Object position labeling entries
════════════════════

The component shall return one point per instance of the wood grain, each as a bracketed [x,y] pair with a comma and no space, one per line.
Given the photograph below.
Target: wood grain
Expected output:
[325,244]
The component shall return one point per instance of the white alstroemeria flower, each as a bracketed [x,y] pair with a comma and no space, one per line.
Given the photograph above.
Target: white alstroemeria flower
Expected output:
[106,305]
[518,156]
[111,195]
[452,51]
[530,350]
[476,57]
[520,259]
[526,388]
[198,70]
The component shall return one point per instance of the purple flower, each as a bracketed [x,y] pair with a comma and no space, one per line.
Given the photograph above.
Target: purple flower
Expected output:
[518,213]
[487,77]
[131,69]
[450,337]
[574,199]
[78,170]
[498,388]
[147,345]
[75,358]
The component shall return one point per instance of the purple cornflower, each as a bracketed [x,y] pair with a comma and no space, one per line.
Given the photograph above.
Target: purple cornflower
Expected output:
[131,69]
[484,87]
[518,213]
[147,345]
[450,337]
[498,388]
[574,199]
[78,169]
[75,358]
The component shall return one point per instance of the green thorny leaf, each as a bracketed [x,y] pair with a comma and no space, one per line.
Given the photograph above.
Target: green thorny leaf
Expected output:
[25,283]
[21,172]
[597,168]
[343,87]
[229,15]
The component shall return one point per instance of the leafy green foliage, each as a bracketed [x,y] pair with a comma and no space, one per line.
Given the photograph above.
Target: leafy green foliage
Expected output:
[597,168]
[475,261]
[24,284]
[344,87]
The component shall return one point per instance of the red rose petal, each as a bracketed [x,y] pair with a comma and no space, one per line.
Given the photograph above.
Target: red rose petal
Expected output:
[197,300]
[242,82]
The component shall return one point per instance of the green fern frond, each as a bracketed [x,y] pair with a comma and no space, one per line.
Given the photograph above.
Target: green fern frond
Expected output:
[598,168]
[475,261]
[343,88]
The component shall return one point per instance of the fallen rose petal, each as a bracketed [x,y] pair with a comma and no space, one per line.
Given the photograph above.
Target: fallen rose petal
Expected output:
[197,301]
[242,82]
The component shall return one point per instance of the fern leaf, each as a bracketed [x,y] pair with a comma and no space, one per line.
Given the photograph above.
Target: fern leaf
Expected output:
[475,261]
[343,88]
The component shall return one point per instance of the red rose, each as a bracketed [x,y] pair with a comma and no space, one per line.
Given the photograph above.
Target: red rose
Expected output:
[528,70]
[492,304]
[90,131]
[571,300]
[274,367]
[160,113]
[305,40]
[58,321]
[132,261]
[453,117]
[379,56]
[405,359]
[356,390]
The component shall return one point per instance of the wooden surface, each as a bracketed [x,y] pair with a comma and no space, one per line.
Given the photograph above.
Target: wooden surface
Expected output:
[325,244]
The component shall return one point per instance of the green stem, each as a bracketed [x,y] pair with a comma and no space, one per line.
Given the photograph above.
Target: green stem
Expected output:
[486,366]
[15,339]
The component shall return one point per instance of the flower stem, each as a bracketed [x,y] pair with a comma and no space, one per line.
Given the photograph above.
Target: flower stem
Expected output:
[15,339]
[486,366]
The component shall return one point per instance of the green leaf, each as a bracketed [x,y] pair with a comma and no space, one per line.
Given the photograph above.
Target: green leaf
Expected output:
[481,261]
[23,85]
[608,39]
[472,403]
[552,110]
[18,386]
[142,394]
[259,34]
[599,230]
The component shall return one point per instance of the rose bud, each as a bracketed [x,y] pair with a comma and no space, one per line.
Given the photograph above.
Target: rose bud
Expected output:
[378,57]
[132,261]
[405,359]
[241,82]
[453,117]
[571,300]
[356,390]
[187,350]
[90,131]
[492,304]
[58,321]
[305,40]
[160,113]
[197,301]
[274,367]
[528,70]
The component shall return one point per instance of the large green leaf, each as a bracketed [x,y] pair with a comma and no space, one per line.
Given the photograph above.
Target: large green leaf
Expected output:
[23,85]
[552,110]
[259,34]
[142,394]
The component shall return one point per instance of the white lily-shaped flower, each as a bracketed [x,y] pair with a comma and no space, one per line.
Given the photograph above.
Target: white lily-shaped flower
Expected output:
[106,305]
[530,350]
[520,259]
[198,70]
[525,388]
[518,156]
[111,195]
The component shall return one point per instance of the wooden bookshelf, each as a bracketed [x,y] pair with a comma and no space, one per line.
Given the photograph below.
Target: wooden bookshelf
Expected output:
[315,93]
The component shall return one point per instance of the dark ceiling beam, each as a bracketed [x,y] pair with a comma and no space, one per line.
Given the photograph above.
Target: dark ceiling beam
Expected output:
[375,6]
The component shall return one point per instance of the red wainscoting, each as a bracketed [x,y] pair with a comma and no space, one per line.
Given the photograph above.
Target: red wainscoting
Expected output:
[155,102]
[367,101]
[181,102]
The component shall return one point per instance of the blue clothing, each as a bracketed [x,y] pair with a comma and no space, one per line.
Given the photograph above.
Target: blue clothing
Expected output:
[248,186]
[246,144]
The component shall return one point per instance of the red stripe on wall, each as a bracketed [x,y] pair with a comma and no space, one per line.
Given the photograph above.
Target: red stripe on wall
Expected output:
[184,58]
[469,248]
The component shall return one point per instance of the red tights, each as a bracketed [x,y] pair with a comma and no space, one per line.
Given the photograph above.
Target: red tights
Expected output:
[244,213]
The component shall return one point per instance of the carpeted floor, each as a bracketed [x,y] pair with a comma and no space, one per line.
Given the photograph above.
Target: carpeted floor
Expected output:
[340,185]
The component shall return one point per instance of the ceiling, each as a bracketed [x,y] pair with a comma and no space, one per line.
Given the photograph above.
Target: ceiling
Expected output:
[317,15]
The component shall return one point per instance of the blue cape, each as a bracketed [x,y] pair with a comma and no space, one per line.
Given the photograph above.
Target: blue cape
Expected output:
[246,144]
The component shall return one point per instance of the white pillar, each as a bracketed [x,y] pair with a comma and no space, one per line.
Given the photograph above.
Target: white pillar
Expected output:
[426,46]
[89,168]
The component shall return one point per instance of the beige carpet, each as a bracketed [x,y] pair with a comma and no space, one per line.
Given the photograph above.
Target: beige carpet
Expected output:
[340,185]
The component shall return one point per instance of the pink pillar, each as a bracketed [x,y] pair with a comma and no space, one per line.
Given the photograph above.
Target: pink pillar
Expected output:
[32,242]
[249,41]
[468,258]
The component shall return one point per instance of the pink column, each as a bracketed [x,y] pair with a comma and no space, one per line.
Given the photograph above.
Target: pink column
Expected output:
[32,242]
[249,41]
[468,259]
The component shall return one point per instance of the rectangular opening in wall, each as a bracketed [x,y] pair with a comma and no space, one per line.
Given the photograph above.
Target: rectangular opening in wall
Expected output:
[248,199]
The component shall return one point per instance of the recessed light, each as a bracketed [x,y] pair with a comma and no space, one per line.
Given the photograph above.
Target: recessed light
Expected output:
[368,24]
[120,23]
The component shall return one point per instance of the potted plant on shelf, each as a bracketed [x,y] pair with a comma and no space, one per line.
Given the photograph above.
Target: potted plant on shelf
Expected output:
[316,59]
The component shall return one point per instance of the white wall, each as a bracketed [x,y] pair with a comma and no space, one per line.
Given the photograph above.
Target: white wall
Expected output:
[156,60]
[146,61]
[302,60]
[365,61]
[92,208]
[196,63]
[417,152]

════════════════════

### What is expected
Write out each line of the data above again, exactly as given.

### In response
The component shall return one point per instance of the wood grain, each as a bracketed [x,y] pair with a comma and no space, one per line.
Given the photograph below.
Target: wood grain
Expected output:
[325,244]
The component shall return one point per instance of the white alstroemeria flower, each as a bracketed [x,y] pair with a comma and no space, one per line.
Given the photograph above.
Target: white alstroemeria flower
Expected output:
[106,305]
[518,156]
[111,195]
[452,51]
[530,350]
[476,57]
[520,259]
[526,388]
[198,70]
The component shall return one point per instance of the purple flower, each as a bracketed [x,y] pair with a comma and no space, one per line.
Given the photograph above.
Target: purple flower
Expected output:
[518,213]
[487,77]
[131,69]
[450,337]
[574,199]
[78,170]
[498,388]
[147,345]
[75,358]
The component shall return one point per instance of the purple cornflower, each as a bracketed [x,y] pair with a comma and no space, one per line.
Given the photograph above.
Target: purple cornflower
Expected output:
[131,69]
[484,87]
[518,213]
[147,345]
[450,337]
[498,388]
[574,199]
[78,169]
[75,358]
The component shall return one point per instance of the green thorny leaf, each as a bracketed [x,y] pair with a comma and no space, one per line.
Given the photograph above.
Target: green thorny leaf
Expected output:
[25,283]
[21,172]
[597,168]
[343,87]
[229,15]
The component shall return one point per instance of the leafy green foliage, each as a bracketed [x,y] pair with a comma and no space, one per line.
Given the photograph above.
Target: leafy green foliage
Expected output:
[597,168]
[475,261]
[24,284]
[344,87]
The component shall return one point per instance of the red rose petal, each as a bracketed [x,y] pair with a comma and no space, one per line.
Given the photograph above.
Target: red rose petal
Expected output:
[197,300]
[242,82]
The component shall return one point per instance of the green fern frond, each as a bracketed [x,y] pair with a comma and no space, one per line.
Given the photograph above.
Target: green fern frond
Expected output:
[598,168]
[475,261]
[343,88]
The component shall return one point per instance of the fallen rose petal, each as a bracketed [x,y] pair with a comma and no space, one per line.
Given the photograph above.
Target: fallen rose petal
Expected output:
[197,301]
[242,82]
The component shall return one point per instance of the fern leaf, each as a bracketed [x,y] pair with a comma and no space, one per line.
Given the photograph above.
Target: fern leaf
Expected output:
[475,261]
[343,88]
The component shall return one point per instance of the red rose, each as a bracketed [x,y] pair with a comma and no space, one per line.
Given the photograph above.
Target: red rose
Expected output:
[528,70]
[492,304]
[90,131]
[571,300]
[274,367]
[160,113]
[305,40]
[58,321]
[132,261]
[453,117]
[379,56]
[405,359]
[356,390]
The component shall return one point per instance of the wooden surface, each as a bracketed [x,y] pair with a comma and no space, one per line.
Given the photograph above.
Target: wooden surface
Expected output:
[325,244]
The component shall return one point per instance of the green stem, each as a bracketed [x,y] pair with a comma and no space, one per line.
Given the photograph above.
Target: green stem
Expected output:
[486,366]
[15,339]
The component shall return one point per instance of the flower stem, each as a bracketed [x,y] pair with a comma and no space, one per line.
Given the photograph above.
Target: flower stem
Expected output:
[15,339]
[486,366]
The component shall return one point per instance of the green leaf, each as a bracketed [x,y] pair with a comma and no space, one per line.
Given the photograph above.
Target: green leaf
Expected output:
[481,261]
[23,85]
[608,39]
[472,403]
[552,110]
[18,386]
[142,394]
[259,34]
[599,230]
The component shall return one point per instance of the rose bud, each as a bracketed [x,y] pair with a comma and no space, one per line.
Given the photograph above.
Target: rose bud
Expected output:
[378,57]
[132,261]
[405,359]
[241,82]
[453,117]
[571,300]
[356,390]
[187,350]
[90,131]
[492,304]
[58,321]
[305,40]
[160,113]
[197,301]
[274,367]
[528,70]
The component shall return one point per instance of the large green leaf, each as a bracketed [x,y] pair with a comma and no space, one per line.
Given the photograph above.
Target: large green leaf
Expected output:
[23,85]
[552,110]
[259,34]
[142,394]
The component shall return one point per instance of the white lily-shaped flower, each as a bracketed [x,y] pair with a comma and no space, one per line.
Given the photograph above.
Target: white lily-shaped flower
Expected output:
[106,305]
[530,350]
[520,259]
[198,70]
[525,388]
[518,156]
[111,195]
The component shall return one point per instance of the wooden bookshelf, each as a bracketed [x,y] pair with a comma and no space, one per line.
Given the photograph below.
Target: wooden bookshelf
Expected output:
[315,93]
The component shall return one point per instance of the dark ceiling beam, each as a bracketed [x,y] pair with a comma and no space, one per line.
Given the photograph above.
Target: dark ceiling beam
Expected output:
[375,6]
The component shall return one point per instance of the red wainscoting, each as a bracketed [x,y] pair with a comma and no space, one per line.
Given the photograph above.
Target: red wainscoting
Expected output:
[155,102]
[367,101]
[181,102]
The component shall return one point per instance of the blue clothing, each as a bracketed [x,y] pair with a comma and no space, one per line.
Given the photograph above.
Target: blue clothing
Expected output:
[248,186]
[246,144]
The component shall return one point per instance of the red stripe on wall, each as a bracketed [x,y] pair with a comma and no space, one per line.
Given the photograph above.
Target: red stripe on wall
Expected output:
[184,58]
[469,248]
The component shall return one point per instance of the red tights, each as a bracketed [x,y] pair with a comma and no space, one per line.
Given the photograph above.
Target: red tights
Expected output:
[244,213]
The component shall return one point per instance of the carpeted floor, each as a bracketed [x,y] pair with a comma and no space, one per line.
Given the photograph above.
Target: carpeted floor
Expected output:
[340,185]
The component shall return one point per instance of the ceiling, each as a bracketed [x,y] pair with a comma and no space, one per line.
Given the photograph above.
Target: ceiling
Expected output:
[317,15]
The component shall return one point per instance of the blue cape, each as a bracketed [x,y] pair with a comma and no space, one per line.
Given the photograph above.
Target: blue cape
Expected output:
[246,144]
The component shall return one point per instance of the white pillar, each as a bracketed [x,y] pair with a comma and no space, one per line.
Given the photograph above.
Target: white pillar
Expected output:
[426,46]
[89,168]
The component shall return one point per instance of the beige carpet, each as a bracketed [x,y] pair with a comma and no space, one per line.
Given the photograph above.
Target: beige carpet
Expected output:
[340,185]
The component shall return one point per instance of the pink pillar, each as a bracketed [x,y] pair with a comma and no space, one per line.
Given the photograph above.
Target: pink pillar
Expected output:
[32,242]
[249,41]
[468,258]
The component shall return one point per instance of the pink column, each as a bracketed [x,y] pair with a comma and no space, one per line.
Given the photograph above.
Target: pink column
Expected output:
[32,242]
[249,41]
[468,259]
The component shall return one point per instance of the rectangular opening in wall, each as a bracketed [x,y] pair with a comma and no space, one per line.
Given the photograph above.
Target: rectangular opening in wall
Expected output:
[248,199]
The component shall return one point per instance of the recessed light, each as a bracketed [x,y] pair with a comma and no space, one per line.
Given the photograph above.
Target: recessed light
Expected output:
[368,24]
[120,23]
The component shall return one point per instance of the potted plant on shelf, each as a bracketed [x,y] pair with a comma and no space, one per line.
Given the photograph above.
Target: potted plant on shelf
Expected output:
[316,59]
The component shall return one point per instance of the white wall, each as a bracketed [x,y] pair with a comma and no space, one per line.
Given the photograph above.
Target: white wall
Expected output:
[156,60]
[146,61]
[302,60]
[365,61]
[92,208]
[196,63]
[417,152]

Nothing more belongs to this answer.